Document segment:
▽

Teachers and education staff have far more in common with their students, yet they aren’t represented in the IET. They face the prospect of increased tuition fees from Starmer’s government.
While union leaders will argue that the IET doesn’t include – at this stage at least – pay, pensions and contracts, it is nonetheless designed to develop a collaborative relationship with employers, losing a big part of union independence to shared responsibility.
The government wants the IET to set the precedent for other sectors. There have already been examples of attempts to form partnership agreements, both historic and current.
Starmer’s agenda follows on from the social partnership model that was brought in by the Welsh Labour government. And the Labour government of 1974-79 instituted the ‘Social Contract’ in agreement with the TUC.
Also, during the Covid pandemic, a whole number of union leaders, including some who claimed to be on the left, capitulated to the idea that there was a ‘national unity’ of interest with the bosses and Boris Johnson’s Tory government. Socialist Party members on union national executives stood out, often alone, against this pressure.
Limits
But the 1970s Social Contract also showed the limitations of partnership, as the ‘incomes policy’ of wage restraint at a time of high inflation couldn’t maintain industrial peace. It was challenged and ultimately defeated by workers’ struggle, including in the ‘Winter of Discontent’ of 1978-79. And in Wales, notwithstanding social partnership, workers took action during the recent strike wave.

△

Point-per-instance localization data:
▽

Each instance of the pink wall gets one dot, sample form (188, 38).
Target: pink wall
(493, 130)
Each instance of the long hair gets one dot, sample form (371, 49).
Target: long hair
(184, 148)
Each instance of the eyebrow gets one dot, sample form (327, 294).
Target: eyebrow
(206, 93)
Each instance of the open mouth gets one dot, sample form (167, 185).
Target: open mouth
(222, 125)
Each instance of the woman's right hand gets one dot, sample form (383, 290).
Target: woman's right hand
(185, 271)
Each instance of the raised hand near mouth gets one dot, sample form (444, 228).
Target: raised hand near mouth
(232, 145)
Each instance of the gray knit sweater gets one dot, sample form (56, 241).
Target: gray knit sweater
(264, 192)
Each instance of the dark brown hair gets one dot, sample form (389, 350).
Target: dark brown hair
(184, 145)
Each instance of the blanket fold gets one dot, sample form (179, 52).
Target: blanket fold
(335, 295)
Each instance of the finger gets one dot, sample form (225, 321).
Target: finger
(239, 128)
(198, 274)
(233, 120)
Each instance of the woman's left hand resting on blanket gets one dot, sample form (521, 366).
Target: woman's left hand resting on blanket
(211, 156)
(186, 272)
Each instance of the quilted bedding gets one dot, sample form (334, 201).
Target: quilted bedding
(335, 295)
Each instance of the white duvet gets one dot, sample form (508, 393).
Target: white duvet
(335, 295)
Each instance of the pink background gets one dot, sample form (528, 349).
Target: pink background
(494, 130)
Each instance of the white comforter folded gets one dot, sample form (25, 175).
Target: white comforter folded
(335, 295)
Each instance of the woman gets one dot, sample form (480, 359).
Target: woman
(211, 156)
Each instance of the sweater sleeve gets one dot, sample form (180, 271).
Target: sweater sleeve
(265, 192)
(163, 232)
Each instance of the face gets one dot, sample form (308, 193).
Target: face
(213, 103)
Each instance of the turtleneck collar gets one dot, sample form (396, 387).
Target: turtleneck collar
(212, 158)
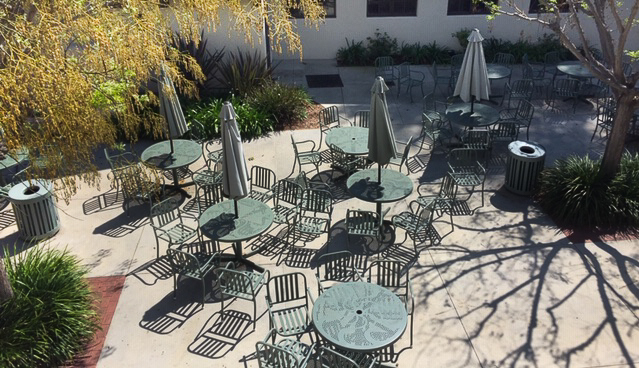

△

What this exercise asks:
• 1. According to the article on the IET, which Labour government instituted the ‘Social Contract’ in agreement with the TUC?
• 2. Copy the article on the IET from the words "The government wants" through the words "against this pressure.", and swap every "union leaders" for "union officials".
None of the work here requires the rows.

Results for the exercise:
• 1. The Labour government of 1974-79.

• 2.
The government wants the IET to set the precedent for other sectors. There have already been examples of attempts to form partnership agreements, both historic and current.
Starmer’s agenda follows on from the social partnership model that was brought in by the Welsh Labour government. And the Labour government of 1974-79 instituted the ‘Social Contract’ in agreement with the TUC.
Also, during the Covid pandemic, a whole number of union officials, including some who claimed to be on the left, capitulated to the idea that there was a ‘national unity’ of interest with the bosses and Boris Johnson’s Tory government. Socialist Party members on union national executives stood out, often alone, against this pressure.